### INFORMATION

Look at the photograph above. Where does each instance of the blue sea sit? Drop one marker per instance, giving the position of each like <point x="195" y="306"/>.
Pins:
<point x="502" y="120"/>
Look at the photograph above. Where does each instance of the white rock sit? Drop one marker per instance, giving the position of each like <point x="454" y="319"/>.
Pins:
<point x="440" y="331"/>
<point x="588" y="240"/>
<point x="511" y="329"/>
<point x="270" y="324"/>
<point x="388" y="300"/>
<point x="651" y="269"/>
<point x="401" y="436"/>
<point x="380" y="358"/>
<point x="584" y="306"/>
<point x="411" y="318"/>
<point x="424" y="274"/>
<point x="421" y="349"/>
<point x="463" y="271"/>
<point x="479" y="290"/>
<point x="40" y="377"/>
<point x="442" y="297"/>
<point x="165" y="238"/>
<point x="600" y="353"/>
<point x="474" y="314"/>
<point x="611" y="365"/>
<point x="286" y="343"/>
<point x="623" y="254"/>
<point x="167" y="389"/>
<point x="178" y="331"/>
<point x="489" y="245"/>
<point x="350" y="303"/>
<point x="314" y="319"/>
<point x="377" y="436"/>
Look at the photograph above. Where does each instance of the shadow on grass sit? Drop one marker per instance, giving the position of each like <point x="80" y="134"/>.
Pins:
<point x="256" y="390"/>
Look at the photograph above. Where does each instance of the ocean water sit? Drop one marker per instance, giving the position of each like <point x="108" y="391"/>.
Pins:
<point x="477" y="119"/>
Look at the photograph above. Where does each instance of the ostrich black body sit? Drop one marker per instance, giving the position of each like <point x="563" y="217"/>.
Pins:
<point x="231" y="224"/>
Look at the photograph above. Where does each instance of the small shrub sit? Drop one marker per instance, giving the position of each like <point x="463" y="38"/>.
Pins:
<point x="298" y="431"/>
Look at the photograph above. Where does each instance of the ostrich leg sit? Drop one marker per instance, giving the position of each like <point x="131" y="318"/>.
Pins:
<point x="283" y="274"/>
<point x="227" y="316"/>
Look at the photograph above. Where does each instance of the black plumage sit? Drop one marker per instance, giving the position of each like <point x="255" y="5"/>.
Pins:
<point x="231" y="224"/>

### HOW TO COMPLETE THIS TASK
Set down the entries above once more, verbatim.

### RESPONSE BOX
Look at the photograph above. Where does each instance of the blue sea sit? Drop one marker per instance, giving the position of each like <point x="195" y="306"/>.
Pins:
<point x="502" y="120"/>
Look at the photograph above. Where does each instance of the white rock sit? Drop one marker per instance, giving the position of each like <point x="454" y="319"/>.
Pins:
<point x="440" y="331"/>
<point x="588" y="240"/>
<point x="511" y="329"/>
<point x="270" y="324"/>
<point x="388" y="300"/>
<point x="651" y="269"/>
<point x="401" y="436"/>
<point x="380" y="358"/>
<point x="584" y="306"/>
<point x="411" y="318"/>
<point x="424" y="274"/>
<point x="421" y="349"/>
<point x="463" y="271"/>
<point x="479" y="290"/>
<point x="40" y="377"/>
<point x="442" y="297"/>
<point x="165" y="238"/>
<point x="600" y="353"/>
<point x="474" y="314"/>
<point x="611" y="365"/>
<point x="286" y="343"/>
<point x="623" y="254"/>
<point x="167" y="389"/>
<point x="178" y="331"/>
<point x="489" y="245"/>
<point x="350" y="303"/>
<point x="314" y="319"/>
<point x="377" y="436"/>
Look at the photograph above. Where does each instance of the shadow on grass sit? Drop one marker per instance, giving the position of each like <point x="80" y="134"/>.
Pins:
<point x="256" y="390"/>
Look at the photograph above. Where does each instance of the ocean water sit? Drop one marker per instance, giving the position of each like <point x="108" y="391"/>.
Pins:
<point x="477" y="119"/>
Look at the photograph above. Where does each instance of the ostrich black body sit? Drop one marker per instance, giving the position of each like <point x="563" y="217"/>.
Pins:
<point x="231" y="224"/>
Look at the photograph above. Where does each instance of the small shrub sit? Drop one marker per instance, giving the position of each like <point x="463" y="38"/>.
Pins:
<point x="298" y="431"/>
Look at the photograph above. Where does each instance of the ostrich leg sit? Drop one marker per instance, giving the position of each like <point x="131" y="318"/>.
Pins:
<point x="283" y="274"/>
<point x="227" y="316"/>
Look at the photograph above. Where does each instance of the black plumage sit? Drop one marker per instance, giving the position of each like <point x="255" y="5"/>.
Pins:
<point x="231" y="224"/>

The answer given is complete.